### Document passage

Yesterday, dozens of journalists gathered in the Kellogg Center for Journalism on the 15th floor of IAB for two panels organized by the Committee to Protect Journalists, an organization that has defended journalists around the world for the last 30 years. Bwog’s intrepid lecturehopper Zach Kagan presents to you the first of a two-panel lecture. It examines how war reporting has changed over time. Stay tuned until tomorrow to read about the second panel, which considers the role of the internet and social media in revolutions around the world, now and in the future. The panels were also livetweeted and filmed; footage of them will eventually be posted on CPJ’s multimedia site.
The first panel, moderated by Dan Rather, consisted of four distinguished journalists: The Washington Post senior correspondent Rajiv Chandrasekaran, prominent Colombian journalist Maria Teresa Ronderos, award-winning photojournalist Michael Kramber, and Terry Anderson, an ex-marine and journalist who was kidnapped by Hezbollah militants in 1985 and held hostage for seven years. According to Josh Friedman, director of the CPJ, the Committee was formed partially in response to Anderson’s capture, with a goal to protect journalists from similar threats.
Rather opened discussion with a statement on the difficulties of war reporting: “There is nothing glorious about war. It may seem sophomoric to say that, but there’s a tendency for TV to flatten things out, and I know as someone who started in print, went to radio, and ended up on TV. The best thing it does is literally take you there on the proverbial magic carpet, but it loses its context. No one that has been on the battlefield considers themselves heroes, and I think while TV glorifies war, we shouldn’t forget that that is real mud and real blood.” By the end of this statement, Rather was overwhelmed with emotion. Terry Anderson shared Rather’s sentiments, arguing that the 24-hour news cycle doesn’t faithfully portray the battleground as well as we think. Ronderos has a unique perspective on this, having covered the guerilla wars within her own country and watched while people in the city commented on the War in Afghanistan they only saw on television, completely oblivious to the fighting that was going on within their own borders.

######
### Stored records

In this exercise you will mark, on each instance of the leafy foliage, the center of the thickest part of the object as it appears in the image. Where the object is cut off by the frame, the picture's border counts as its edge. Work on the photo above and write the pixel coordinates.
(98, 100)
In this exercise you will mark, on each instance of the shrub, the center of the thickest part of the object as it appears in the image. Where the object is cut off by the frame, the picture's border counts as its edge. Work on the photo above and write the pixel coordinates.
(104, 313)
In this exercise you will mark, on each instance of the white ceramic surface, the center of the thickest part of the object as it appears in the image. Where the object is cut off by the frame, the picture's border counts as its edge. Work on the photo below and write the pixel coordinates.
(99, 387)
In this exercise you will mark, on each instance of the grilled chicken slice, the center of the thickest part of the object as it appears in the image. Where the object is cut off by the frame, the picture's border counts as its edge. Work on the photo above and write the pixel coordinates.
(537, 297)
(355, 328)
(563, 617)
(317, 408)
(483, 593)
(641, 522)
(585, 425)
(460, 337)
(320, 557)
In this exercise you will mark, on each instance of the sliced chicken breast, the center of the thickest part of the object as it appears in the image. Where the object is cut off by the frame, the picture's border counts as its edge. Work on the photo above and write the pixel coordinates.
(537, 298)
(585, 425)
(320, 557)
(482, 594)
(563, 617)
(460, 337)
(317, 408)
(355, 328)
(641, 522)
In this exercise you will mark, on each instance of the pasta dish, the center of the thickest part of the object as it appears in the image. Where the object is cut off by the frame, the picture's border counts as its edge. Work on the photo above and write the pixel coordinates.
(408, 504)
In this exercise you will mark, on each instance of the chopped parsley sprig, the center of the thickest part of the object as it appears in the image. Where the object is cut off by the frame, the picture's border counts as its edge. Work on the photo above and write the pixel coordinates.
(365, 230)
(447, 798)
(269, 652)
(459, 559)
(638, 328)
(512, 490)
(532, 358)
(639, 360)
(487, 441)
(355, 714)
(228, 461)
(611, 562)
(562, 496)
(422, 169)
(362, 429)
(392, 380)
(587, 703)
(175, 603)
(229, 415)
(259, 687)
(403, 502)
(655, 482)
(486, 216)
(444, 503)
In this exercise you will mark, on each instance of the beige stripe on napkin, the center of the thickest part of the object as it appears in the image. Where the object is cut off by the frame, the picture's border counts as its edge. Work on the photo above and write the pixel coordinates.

######

**Given problem A:** Decide whether each statement agrees with the article about the war reporting panel, answering yes or no and quoting the words of the article that settle it. (i) Dan Rather moderated the first panel. (ii) Terry Anderson was held hostage for five years. (iii) The journalists gathered on the 12th floor of IAB.
**Given problem B:** According to the article about the war reporting panel, how long has the Committee to Protect Journalists defended journalists around the world?

**Reply A:**
(i) Yes: "The first panel, moderated by Dan Rather"
(ii) No: "held hostage for seven years"
(iii) No: "on the 15th floor of IAB"

**Reply B:** For the last 30 years.